[Brief] Give back exactly the lines that run from the line containing "Where can the spectator" through the end of the listing below. Leave out every other line.

[Stored items from a collection]
(begin)

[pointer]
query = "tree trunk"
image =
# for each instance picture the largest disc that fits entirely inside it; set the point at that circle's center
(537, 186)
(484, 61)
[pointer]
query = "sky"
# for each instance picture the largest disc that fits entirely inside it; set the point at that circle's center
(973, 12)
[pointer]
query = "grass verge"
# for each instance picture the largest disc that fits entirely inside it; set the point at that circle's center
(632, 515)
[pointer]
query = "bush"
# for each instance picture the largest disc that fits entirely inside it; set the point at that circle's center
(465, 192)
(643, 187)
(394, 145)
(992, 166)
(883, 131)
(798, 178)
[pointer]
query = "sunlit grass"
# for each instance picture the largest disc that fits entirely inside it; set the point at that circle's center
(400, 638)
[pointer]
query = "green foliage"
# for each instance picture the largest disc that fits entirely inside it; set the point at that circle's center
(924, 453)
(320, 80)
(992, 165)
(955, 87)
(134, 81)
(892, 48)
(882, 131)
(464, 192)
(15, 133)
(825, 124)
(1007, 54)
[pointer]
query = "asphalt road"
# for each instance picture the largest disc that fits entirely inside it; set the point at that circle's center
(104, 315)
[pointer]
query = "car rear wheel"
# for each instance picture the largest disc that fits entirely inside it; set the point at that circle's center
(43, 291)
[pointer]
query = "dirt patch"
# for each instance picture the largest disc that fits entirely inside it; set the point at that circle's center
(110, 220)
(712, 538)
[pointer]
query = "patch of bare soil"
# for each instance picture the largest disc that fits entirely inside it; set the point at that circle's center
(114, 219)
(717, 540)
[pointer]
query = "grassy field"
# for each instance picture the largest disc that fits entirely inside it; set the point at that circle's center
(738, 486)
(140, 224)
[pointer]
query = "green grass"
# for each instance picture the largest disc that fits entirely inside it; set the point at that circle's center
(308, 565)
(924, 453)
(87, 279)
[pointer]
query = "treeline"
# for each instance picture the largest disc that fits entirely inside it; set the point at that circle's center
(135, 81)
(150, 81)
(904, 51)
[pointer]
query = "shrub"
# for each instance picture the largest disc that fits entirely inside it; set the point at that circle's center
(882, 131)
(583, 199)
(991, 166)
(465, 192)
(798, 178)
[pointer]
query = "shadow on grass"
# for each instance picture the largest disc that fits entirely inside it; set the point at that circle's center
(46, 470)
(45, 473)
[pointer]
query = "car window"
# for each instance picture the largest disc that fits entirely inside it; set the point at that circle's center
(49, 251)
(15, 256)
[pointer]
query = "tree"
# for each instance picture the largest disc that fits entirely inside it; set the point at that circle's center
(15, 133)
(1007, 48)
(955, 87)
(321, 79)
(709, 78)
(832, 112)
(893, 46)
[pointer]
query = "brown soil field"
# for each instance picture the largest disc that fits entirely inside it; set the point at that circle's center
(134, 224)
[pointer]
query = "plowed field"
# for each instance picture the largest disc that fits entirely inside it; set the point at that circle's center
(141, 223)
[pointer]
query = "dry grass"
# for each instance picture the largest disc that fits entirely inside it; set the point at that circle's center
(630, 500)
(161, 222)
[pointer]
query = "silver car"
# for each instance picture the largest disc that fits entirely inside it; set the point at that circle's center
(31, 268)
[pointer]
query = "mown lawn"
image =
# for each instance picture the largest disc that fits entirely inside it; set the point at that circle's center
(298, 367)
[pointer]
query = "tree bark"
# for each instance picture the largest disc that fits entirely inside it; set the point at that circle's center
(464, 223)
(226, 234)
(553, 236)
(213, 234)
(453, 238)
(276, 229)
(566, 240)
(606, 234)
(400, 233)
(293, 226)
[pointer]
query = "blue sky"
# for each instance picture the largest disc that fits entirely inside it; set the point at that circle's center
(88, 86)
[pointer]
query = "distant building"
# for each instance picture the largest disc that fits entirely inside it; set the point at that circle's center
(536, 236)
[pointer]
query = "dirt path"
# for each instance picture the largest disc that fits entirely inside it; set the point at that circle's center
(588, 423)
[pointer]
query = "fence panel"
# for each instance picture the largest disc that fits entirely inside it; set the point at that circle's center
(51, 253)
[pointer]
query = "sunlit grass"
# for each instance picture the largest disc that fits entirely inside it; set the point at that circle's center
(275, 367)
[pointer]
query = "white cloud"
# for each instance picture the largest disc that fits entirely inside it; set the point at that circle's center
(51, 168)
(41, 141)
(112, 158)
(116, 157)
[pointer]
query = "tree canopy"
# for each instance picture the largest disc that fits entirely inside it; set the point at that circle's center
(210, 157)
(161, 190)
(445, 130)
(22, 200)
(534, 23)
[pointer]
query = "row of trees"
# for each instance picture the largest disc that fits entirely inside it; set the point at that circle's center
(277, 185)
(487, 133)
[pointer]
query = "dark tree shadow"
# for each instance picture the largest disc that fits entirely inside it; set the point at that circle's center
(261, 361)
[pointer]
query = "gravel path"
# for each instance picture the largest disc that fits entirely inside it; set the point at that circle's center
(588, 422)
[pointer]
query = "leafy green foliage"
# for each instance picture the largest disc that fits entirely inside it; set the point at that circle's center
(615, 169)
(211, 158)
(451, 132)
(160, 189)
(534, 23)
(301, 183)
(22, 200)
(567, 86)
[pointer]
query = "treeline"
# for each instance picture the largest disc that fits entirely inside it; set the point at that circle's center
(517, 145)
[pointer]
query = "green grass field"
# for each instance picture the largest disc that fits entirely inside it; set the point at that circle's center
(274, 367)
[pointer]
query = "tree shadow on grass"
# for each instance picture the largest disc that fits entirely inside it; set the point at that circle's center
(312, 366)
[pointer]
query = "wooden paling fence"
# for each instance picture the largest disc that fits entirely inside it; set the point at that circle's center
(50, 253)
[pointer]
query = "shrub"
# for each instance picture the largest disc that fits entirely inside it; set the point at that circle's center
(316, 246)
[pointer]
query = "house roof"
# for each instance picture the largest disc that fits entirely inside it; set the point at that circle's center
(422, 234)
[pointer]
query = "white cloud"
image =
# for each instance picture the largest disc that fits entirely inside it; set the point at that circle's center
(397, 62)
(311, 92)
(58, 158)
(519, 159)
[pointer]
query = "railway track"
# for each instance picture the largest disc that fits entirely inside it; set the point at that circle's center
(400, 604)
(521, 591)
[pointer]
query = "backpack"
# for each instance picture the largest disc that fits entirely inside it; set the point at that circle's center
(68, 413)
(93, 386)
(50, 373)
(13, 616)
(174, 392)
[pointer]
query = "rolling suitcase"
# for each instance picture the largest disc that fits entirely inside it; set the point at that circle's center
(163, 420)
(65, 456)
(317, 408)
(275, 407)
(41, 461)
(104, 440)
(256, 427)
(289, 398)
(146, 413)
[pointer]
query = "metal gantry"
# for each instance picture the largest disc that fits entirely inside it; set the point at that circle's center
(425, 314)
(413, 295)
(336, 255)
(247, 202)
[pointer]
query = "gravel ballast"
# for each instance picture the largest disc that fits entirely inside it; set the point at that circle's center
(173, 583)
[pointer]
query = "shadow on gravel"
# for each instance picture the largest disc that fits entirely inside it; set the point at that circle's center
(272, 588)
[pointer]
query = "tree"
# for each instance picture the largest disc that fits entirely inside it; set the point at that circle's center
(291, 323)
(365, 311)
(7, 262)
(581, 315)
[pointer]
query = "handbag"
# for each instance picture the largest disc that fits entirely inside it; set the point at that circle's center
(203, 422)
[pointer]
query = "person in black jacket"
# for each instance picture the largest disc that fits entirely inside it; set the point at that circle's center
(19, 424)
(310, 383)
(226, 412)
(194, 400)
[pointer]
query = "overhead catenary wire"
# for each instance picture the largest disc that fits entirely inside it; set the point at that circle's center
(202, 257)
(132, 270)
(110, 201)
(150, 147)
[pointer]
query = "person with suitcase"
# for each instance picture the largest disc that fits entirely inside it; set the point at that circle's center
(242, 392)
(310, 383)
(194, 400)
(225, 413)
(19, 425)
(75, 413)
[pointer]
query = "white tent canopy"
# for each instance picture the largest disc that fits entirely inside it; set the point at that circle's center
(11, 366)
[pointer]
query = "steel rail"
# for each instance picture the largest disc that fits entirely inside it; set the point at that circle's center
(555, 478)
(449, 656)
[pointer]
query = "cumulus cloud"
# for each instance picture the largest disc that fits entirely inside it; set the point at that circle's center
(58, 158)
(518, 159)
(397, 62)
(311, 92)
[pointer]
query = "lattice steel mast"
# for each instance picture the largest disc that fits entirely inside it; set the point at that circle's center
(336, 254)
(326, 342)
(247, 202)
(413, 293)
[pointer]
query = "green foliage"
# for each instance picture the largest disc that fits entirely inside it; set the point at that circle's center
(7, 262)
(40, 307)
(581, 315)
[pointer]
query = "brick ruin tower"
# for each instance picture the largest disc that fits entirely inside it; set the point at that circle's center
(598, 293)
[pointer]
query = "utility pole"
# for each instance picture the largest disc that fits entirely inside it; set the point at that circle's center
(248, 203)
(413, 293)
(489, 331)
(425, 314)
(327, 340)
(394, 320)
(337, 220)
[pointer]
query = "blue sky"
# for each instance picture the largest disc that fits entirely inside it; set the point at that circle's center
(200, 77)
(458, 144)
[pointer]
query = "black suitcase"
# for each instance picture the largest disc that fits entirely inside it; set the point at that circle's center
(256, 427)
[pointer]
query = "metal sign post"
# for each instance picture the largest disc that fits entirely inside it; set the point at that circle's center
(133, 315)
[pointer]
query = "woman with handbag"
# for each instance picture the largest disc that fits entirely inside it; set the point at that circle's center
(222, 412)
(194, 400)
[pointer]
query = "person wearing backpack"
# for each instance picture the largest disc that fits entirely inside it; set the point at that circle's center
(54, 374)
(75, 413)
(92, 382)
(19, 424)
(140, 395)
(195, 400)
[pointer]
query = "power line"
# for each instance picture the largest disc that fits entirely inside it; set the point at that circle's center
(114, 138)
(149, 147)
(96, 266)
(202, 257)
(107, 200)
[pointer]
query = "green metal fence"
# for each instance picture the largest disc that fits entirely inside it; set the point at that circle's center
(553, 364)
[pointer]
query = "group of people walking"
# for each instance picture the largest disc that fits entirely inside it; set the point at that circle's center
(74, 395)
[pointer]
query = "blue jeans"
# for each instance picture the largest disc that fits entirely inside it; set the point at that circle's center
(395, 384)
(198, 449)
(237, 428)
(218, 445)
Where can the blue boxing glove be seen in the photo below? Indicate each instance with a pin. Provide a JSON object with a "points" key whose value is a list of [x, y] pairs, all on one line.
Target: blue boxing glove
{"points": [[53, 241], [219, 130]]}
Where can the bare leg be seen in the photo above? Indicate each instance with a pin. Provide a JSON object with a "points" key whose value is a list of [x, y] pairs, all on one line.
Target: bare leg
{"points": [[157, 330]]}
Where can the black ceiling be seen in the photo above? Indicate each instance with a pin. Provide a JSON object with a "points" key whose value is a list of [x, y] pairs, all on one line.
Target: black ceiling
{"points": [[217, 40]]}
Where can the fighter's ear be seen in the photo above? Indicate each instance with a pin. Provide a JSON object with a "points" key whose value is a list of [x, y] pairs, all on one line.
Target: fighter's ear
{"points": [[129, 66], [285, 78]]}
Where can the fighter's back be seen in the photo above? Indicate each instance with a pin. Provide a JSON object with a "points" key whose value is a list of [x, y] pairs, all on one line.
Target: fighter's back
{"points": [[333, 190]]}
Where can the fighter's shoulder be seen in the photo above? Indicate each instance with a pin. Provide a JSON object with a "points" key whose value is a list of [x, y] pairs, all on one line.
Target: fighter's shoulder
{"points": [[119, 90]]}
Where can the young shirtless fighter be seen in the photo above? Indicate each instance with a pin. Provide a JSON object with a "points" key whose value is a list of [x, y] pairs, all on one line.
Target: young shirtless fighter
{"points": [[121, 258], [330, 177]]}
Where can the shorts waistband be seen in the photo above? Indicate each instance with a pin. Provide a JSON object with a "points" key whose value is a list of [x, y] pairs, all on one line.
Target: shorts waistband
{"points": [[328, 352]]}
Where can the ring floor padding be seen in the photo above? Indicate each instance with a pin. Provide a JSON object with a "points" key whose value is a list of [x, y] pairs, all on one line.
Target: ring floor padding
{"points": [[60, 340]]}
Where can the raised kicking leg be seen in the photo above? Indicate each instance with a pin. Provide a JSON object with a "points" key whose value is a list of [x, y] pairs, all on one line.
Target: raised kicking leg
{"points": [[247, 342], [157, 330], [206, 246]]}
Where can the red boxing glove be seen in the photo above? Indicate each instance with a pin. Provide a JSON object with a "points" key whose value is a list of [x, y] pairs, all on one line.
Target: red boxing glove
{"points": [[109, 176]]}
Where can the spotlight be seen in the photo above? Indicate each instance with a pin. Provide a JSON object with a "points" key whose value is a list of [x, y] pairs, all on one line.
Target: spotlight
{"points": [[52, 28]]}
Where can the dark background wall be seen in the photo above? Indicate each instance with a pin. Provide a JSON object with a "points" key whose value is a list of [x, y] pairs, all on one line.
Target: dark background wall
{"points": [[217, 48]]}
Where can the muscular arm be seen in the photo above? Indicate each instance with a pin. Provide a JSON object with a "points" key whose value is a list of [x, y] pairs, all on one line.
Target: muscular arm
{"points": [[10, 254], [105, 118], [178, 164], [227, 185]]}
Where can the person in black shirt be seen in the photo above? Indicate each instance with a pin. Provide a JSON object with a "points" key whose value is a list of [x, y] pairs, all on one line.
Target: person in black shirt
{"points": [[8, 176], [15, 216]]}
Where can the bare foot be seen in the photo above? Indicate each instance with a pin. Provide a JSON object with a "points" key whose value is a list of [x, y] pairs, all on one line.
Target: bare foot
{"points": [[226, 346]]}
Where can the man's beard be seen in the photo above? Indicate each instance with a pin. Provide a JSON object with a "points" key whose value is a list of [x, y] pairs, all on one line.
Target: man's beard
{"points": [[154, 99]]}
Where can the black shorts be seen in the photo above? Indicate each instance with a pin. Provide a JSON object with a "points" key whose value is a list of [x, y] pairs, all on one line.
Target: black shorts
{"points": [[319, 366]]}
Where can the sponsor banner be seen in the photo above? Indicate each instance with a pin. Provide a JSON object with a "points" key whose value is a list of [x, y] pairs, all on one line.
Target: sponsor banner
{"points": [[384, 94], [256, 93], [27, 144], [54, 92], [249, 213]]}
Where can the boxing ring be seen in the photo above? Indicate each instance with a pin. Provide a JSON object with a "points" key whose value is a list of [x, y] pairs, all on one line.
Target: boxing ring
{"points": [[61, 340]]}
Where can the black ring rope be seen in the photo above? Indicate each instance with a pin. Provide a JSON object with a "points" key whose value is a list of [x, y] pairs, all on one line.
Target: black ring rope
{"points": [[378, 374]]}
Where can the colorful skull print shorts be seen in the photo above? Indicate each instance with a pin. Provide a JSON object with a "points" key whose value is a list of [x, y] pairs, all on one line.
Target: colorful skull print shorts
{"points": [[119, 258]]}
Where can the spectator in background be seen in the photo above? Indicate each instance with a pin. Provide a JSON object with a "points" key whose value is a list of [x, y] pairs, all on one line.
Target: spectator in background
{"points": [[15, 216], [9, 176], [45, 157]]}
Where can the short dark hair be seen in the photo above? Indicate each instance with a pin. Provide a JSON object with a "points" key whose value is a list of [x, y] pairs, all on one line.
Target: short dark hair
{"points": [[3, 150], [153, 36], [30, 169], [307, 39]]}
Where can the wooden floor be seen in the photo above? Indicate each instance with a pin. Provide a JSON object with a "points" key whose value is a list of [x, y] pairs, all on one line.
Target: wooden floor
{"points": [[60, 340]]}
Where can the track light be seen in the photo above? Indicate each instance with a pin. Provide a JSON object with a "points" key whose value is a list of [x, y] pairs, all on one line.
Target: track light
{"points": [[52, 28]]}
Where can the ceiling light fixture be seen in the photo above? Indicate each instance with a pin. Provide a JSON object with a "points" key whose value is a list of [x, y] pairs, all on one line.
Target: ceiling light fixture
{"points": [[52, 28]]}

(end)

[Full output]
Where can the spectator in background be seen in the photo above? Indicate each instance with a pin. Provide a JSON object with a "points" key whose value is a list of [x, y] pairs, all on one line.
Target: spectator in background
{"points": [[15, 216], [9, 176], [45, 157]]}
Where can the short dark hair be seen in the photo above? Indicate each instance with a pin. Provide a JSON object with a "points" key whose value is a list of [x, y] pairs, all on one line.
Target: short dark hair
{"points": [[3, 150], [153, 36], [30, 169], [307, 39]]}
Where can the wooden floor be seen in the photo above? Indicate each instance with a pin. Provide a JSON object with a "points" key whose value is a list of [x, y] pairs, all on one line.
Target: wooden floor
{"points": [[60, 340]]}
Where can the track light be seen in the photo above? Indicate each instance with a pin. Provide a JSON object with a "points" key whose value is a list of [x, y] pairs, all on one line.
Target: track light
{"points": [[52, 28]]}
Where can the ceiling light fixture be seen in the photo above? Indicate each instance with a pin. Provide a JSON object with a "points" key whose value is a list of [x, y] pairs, all on one line.
Target: ceiling light fixture
{"points": [[52, 28]]}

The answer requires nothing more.